[TASK REQUIREMENTS]
1 – Change "Python" to "Java" in the POS tagging text and write out the passage that begins at the words "Part-of-speech (POS) tagging is" and stops after "libraries in Python.".
2 – Shift every bounding box coordinate by -116 and write the entries out again with their requests. Begin at the first entry and stop after the line that contains "[210,165,292,187]".

What is Part-of-speech (POS) tagging?
Part-of-speech (POS) tagging is fundamental in natural language processing (NLP) and can be done in Python. It involves labelling words in a sentence with their corresponding POS tags. POS tags indicate the grammatical category of a word, such as noun, verb, adjective, adverb, etc. The goal of POS tagging is to determine a sentence’s syntactic structure and identify each word’s role in the sentence.
Table of Contents
There are two main types of POS tagging in NLP, and several Python libraries can be used for POS tagging, including NLTK, spaCy, and TextBlob. This article discusses the different types of POS taggers, the advantages and disadvantages of each, and provides code examples for the three most commonly used libraries in Python.
Several libraries do POS tagging in Python.
Types of Part-of-speech (POS) tagging in NLP
There are two main types of part-of-speech (POS) tagging in natural language processing (NLP):
- Rule-based POS tagging uses a set of linguistic rules and patterns to assign POS tags to words in a sentence. This method relies on a predefined set of grammatical rules, a dictionary of words, and their POS tags. The NLTK library’s
pos_tag()
function is an example of a rule-based POS tagger that uses the Penn Treebank POS tag set. - Statistical POS tagging uses machine learning algorithms, such as Hidden Markov Models (HMM) or Conditional Random Fields (CRF), to predict POS tags based on the context of the words in a sentence. This method requires a large amount of training data to create models. The SpaCy library’s POS tagger is an example of a statistical POS tagger that uses a neural network-based model trained on the OntoNotes 5 corpus.
Both rule-based and statistical POS tagging have their advantages and disadvantages. Rule-based taggers are simpler to implement and understand but less accurate than statistical taggers. Statistical taggers, however, are more accurate but require a large amount of training data and computational resources.
Advantages and disadvantages of the different types of Part-of-speech (POS) tagging for NLP in Python
Rule-based part-of-speech (POS) taggers and statistical POS taggers are two different approaches to POS tagging in natural language processing (NLP). Each method has its advantages and disadvantages.
The benefits of rule-based Part-of-speech (POS) tagging:
- Simple to implement and understand
- It doesn’t require a lot of computational resources or training data
- It can be easily customized to specific domains or languages
Disadvantages of rule-based Part-of-speech (POS) tagging:
- Less accurate than statistical taggers
- Limited by the quality and coverage of the rules
- It can be difficult to maintain and update
The Benefits of Statistical Part-of-speech (POS) Tagging:
- More accurate than rule-based taggers
- Don’t require a lot of human-written rules
- Can learn from large amounts of training data
Disadvantages of statistical Part-of-speech (POS) Tagging:
- Requires more computational resources and training data
- It can be difficult to interpret and debug
- Can be sensitive to the quality and diversity of the training data
In general, for most of the real-world use cases, it’s recommended to use statistical POS taggers, which are more accurate and robust. However, in some cases, the rule-based POS tagger is still useful, for example, for small or specific domains where the training data is unavailable or for specific languages that are not well-supported by existing statistical models.

[SUPPLIED DATA]
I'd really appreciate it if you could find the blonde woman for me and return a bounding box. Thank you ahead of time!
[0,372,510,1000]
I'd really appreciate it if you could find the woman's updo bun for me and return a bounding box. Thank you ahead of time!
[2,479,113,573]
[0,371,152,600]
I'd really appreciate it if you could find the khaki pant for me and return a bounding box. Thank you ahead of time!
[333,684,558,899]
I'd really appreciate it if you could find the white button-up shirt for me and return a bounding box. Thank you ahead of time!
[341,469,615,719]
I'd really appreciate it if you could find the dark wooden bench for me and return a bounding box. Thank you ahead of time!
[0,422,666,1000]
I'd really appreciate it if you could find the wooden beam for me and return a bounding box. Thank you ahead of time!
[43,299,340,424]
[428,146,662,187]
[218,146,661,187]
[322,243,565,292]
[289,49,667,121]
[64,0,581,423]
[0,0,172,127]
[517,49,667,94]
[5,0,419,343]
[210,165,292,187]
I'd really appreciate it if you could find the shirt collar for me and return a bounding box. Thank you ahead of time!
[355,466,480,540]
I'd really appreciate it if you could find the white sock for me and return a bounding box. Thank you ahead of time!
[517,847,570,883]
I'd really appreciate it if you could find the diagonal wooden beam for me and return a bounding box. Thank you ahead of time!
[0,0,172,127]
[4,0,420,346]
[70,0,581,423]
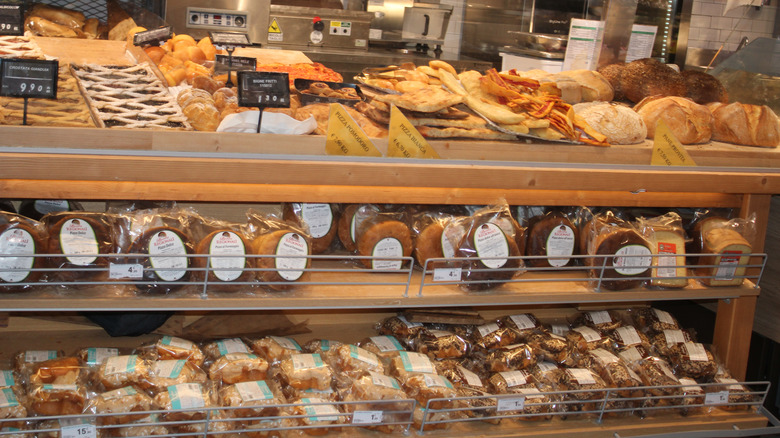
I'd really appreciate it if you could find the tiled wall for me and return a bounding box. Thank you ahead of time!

[THE RESPONSES]
1 –
Part-of-speech (POS) tagging is fundamental in natural language processing (NLP) and can be done in Java. It involves labelling words in a sentence with their corresponding POS tags. POS tags indicate the grammatical category of a word, such as noun, verb, adjective, adverb, etc. The goal of POS tagging is to determine a sentence’s syntactic structure and identify each word’s role in the sentence.
Table of Contents
There are two main types of POS tagging in NLP, and several Java libraries can be used for POS tagging, including NLTK, spaCy, and TextBlob. This article discusses the different types of POS taggers, the advantages and disadvantages of each, and provides code examples for the three most commonly used libraries in Java.

2 –
I'd really appreciate it if you could find the blonde woman for me and return a bounding box. Thank you ahead of time!
[-116,256,394,884]
I'd really appreciate it if you could find the woman's updo bun for me and return a bounding box. Thank you ahead of time!
[-114,363,-3,457]
[-116,255,36,484]
I'd really appreciate it if you could find the khaki pant for me and return a bounding box. Thank you ahead of time!
[217,568,442,783]
I'd really appreciate it if you could find the white button-up shirt for me and return a bounding box. Thank you ahead of time!
[225,353,499,603]
I'd really appreciate it if you could find the dark wooden bench for me and return a bounding box. Thank you ahead of time!
[-116,306,550,884]
I'd really appreciate it if you could find the wooden beam for me and return a bounding box. Thank you ahead of time!
[-73,183,224,308]
[312,30,546,71]
[102,30,545,71]
[206,127,449,176]
[173,-67,551,5]
[-52,-116,465,307]
[-116,-116,56,11]
[401,-67,551,-22]
[-111,-116,303,227]
[94,49,176,71]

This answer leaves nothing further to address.